■ TEXTE À LIRE
==*==
Il est assez curieux,
n’est-ce pas, de voir Jésus se préoccuper de sa popularité. Il se demande ce
qu’on pense de lui : on dirait qu’il considère ses disciples comme des
sondeurs, chargés de récolter ici ou là les indices de sa célébrité. Les
opinions de la foule sont un peu absurdes ; comment peut-on penser que
Jésus serait Jean-Baptiste ? Est-ce qu’on n’a pas vu Jésus et
Jean-Baptiste ensemble comme deux hommes clairement distincts ? Quant à
penser que Jésus serait Elie, cela repose sur une fausse interprétation d’un
verset de Malachie : « Voici que je vais vous envoyer Elie le
prophète » avant que ne vienne le jour du Seigneur (3, 23). Pourtant, dans
l’idée du prophète, il ne s’agit pas de faire revenir Elie, mais d’envoyer un
homme qui aura la ferveur, le zèle brûlant d’Elie ; chez Luc, cela s’applique
le plus probablement à Jean-Baptiste (cf.
==*==
■ DONNÉES FOURNIES
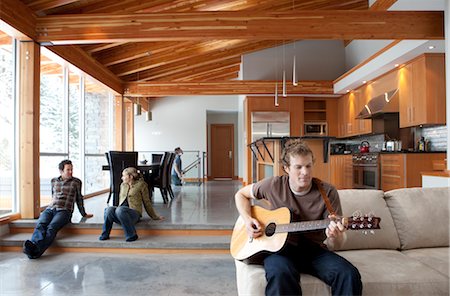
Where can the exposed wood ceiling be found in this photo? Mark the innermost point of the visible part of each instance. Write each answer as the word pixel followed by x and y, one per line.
pixel 175 56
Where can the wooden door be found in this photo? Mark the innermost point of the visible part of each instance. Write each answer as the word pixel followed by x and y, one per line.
pixel 222 151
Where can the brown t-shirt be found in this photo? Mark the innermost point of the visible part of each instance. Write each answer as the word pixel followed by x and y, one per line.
pixel 310 206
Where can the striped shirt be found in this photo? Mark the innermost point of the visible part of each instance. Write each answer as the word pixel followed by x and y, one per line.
pixel 65 193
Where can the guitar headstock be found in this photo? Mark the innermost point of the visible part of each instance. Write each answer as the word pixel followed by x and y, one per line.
pixel 366 222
==*==
■ TRAVAIL DEMANDÉ
1. Extrayez du texte sur la popularité de Jésus, sans rien y changer, le passage qui s'ouvre sur les mots contenant « Il est assez » et se termine par « à Jean-Baptiste (cf. ».
2. Répondez brièvement aux questions suivantes sur le texte sur la popularité de Jésus :
(a) À quoi le texte compare-t-il les disciples de Jésus ?
(b) De quel livre provient le verset « Voici que je vais vous envoyer Elie le prophète » ?
(c) Chez Luc, à qui s'applique le plus probablement l'envoi d'un homme animé du zèle d'Elie ?
3. Prolongez le texte sur la popularité de Jésus à partir de l'endroit précis où il s'arrête.

■ RÉPONSES DANS L'ORDRE
1.
Il est assez curieux,
n’est-ce pas, de voir Jésus se préoccuper de sa popularité. Il se demande ce
qu’on pense de lui : on dirait qu’il considère ses disciples comme des
sondeurs, chargés de récolter ici ou là les indices de sa célébrité. Les
opinions de la foule sont un peu absurdes ; comment peut-on penser que
Jésus serait Jean-Baptiste ? Est-ce qu’on n’a pas vu Jésus et
Jean-Baptiste ensemble comme deux hommes clairement distincts ? Quant à
penser que Jésus serait Elie, cela repose sur une fausse interprétation d’un
verset de Malachie : « Voici que je vais vous envoyer Elie le
prophète » avant que ne vienne le jour du Seigneur (3, 23). Pourtant, dans
l’idée du prophète, il ne s’agit pas de faire revenir Elie, mais d’envoyer un
homme qui aura la ferveur, le zèle brûlant d’Elie ; chez Luc, cela s’applique
le plus probablement à Jean-Baptiste (cf.

2.
(a) À des sondeurs chargés de récolter ici ou là les indices de sa célébrité.
(b) Du livre de Malachie (3, 23).
(c) À Jean-Baptiste.

3.
1, 17) dont la prédication était effectivement ardente. Ainsi, ces réponses de
la foule ne conviennent pas et Jésus n’est ni Jean-Baptiste, ni Elie.
Jésus va alors demander
à ses disciples s’ils ont une meilleure idée. Cette question est encore plus
étrange que la première : c’est comme s’il demandait à ceux qui ont
réalisé le sondage s’ils ont eux-mêmes une opinion. Voilà bien ce qu’il est
interdit de chercher à savoir. Car si le sondeur possède lui-même une opinion,
alors il n’est pas neutre, il n’est pas objectif. Bien que cela soit donc très curieux,
Jésus s’adresse donc aux disciples et leur demande s’ils ont compris, eux, qui
il est. Et c’est Pierre, qui, comme toujours, fait office de premier de la
classe, qui donne la “bonne” réponse : « Le Messie de Dieu ».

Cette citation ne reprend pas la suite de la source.